--- PASSAGE Enclosed Below ---
Thursday, March 28, 2013

'Zapped' Couple's $2.3M Lawsuit: Stray Electricity From Local Power Station Gives Their Home Unwanted Sizzle


ABC News recently reported on "the story of Dr. Harold and Millie Mendelsohn, whose sprawling, six-acre estate in tony Pound Ridge, N.Y., carries an invisible sizzle":

  • Their neighbors include actor Richard Gere -- and one humungous power station. Recently, they felt vibrations on their property and Millie Mendelsohn was zapped. "The animals started going crazy on the property," Harold Mendelsohn said, "the horses and the dogs and the cats."

    They've long abandoned the pond at their home after the fish died, they avoid the guest house and had the pool emptied. Now, they say, the sizzles spread to their home. Among their reported maladies are intense headaches and a fear so strong, they've turned to using rubber. Harold Mendelsohn has to use rubber sheets to sleep while Millie uses rubber shoes in the shower.

    But it is the kitchen she fears most. She won't even touch the faucet for fear of shock.

    The Mendelsohns believe the stray power is coming from the power station just beyond the tree line in their backyard. They are suing their local power provider for $2.3 million. The utility said the couple is not entitled to any damages.(1)

    When they first moved in more than 20 years ago, the Mendelsohns didn't think the transformer would be a problem. But they estimate it has grown three times the size since.

    "It's infuriating," Harold Mendelsohn said. "This was our dream situation, and I wish they could just fix it." "It's just a nightmare," Millie Mendelsohn said. "We just have to leave it empty. Say goodbye to it."(2)
For this and two other home horror stories, see House From Hell: Buyers' Nightmare Homes.
--- End of Enclosed PASSAGE ---
→ DIRECTIONS FOR THIS TASK
Rewrite the part of the post about the Mendelsohns' lawsuit starting with "ABC News recently reported" and going on through "in the shower.", replacing "pond" with "lake".
--- STORED DATA Enclosed Below ---
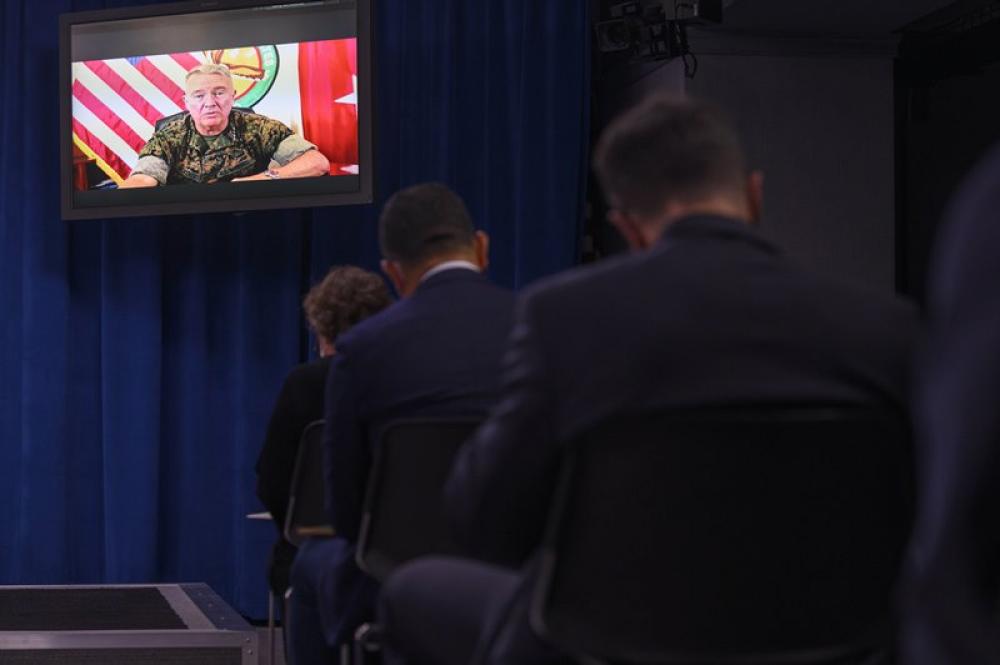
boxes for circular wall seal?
--- End of Enclosed STORED DATA ---
--- STORED DATA Enclosed Below ---
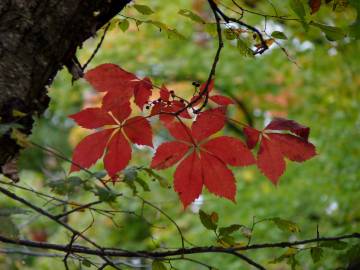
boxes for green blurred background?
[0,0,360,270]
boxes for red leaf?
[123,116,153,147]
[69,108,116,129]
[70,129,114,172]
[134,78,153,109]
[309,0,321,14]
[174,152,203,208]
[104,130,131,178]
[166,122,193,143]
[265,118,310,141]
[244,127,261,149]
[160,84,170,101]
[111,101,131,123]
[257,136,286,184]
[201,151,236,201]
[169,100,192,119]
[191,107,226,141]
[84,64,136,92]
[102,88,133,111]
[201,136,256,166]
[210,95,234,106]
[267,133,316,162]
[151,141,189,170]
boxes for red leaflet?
--- End of Enclosed STORED DATA ---
--- STORED DATA Enclosed Below ---
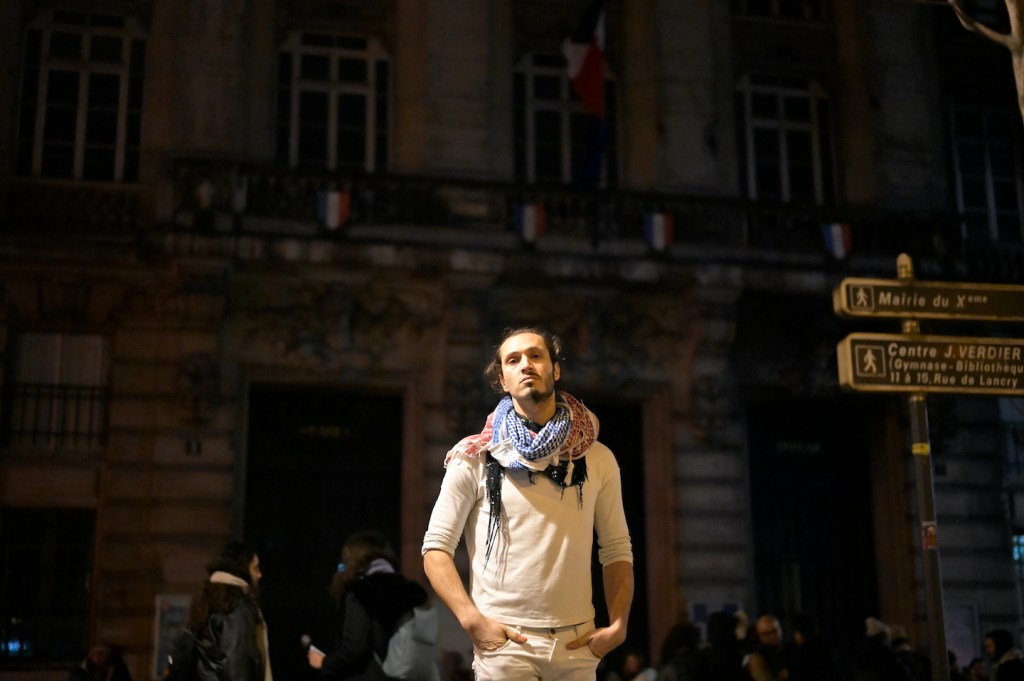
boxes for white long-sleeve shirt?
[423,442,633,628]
--- End of Enclosed STORED DATA ---
→ REPLY TO THE EXERCISE
ABC News recently reported on "the story of Dr. Harold and Millie Mendelsohn, whose sprawling, six-acre estate in tony Pound Ridge, N.Y., carries an invisible sizzle":

  • Their neighbors include actor Richard Gere -- and one humungous power station. Recently, they felt vibrations on their property and Millie Mendelsohn was zapped. "The animals started going crazy on the property," Harold Mendelsohn said, "the horses and the dogs and the cats."

    They've long abandoned the lake at their home after the fish died, they avoid the guest house and had the pool emptied. Now, they say, the sizzles spread to their home. Among their reported maladies are intense headaches and a fear so strong, they've turned to using rubber. Harold Mendelsohn has to use rubber sheets to sleep while Millie uses rubber shoes in the shower.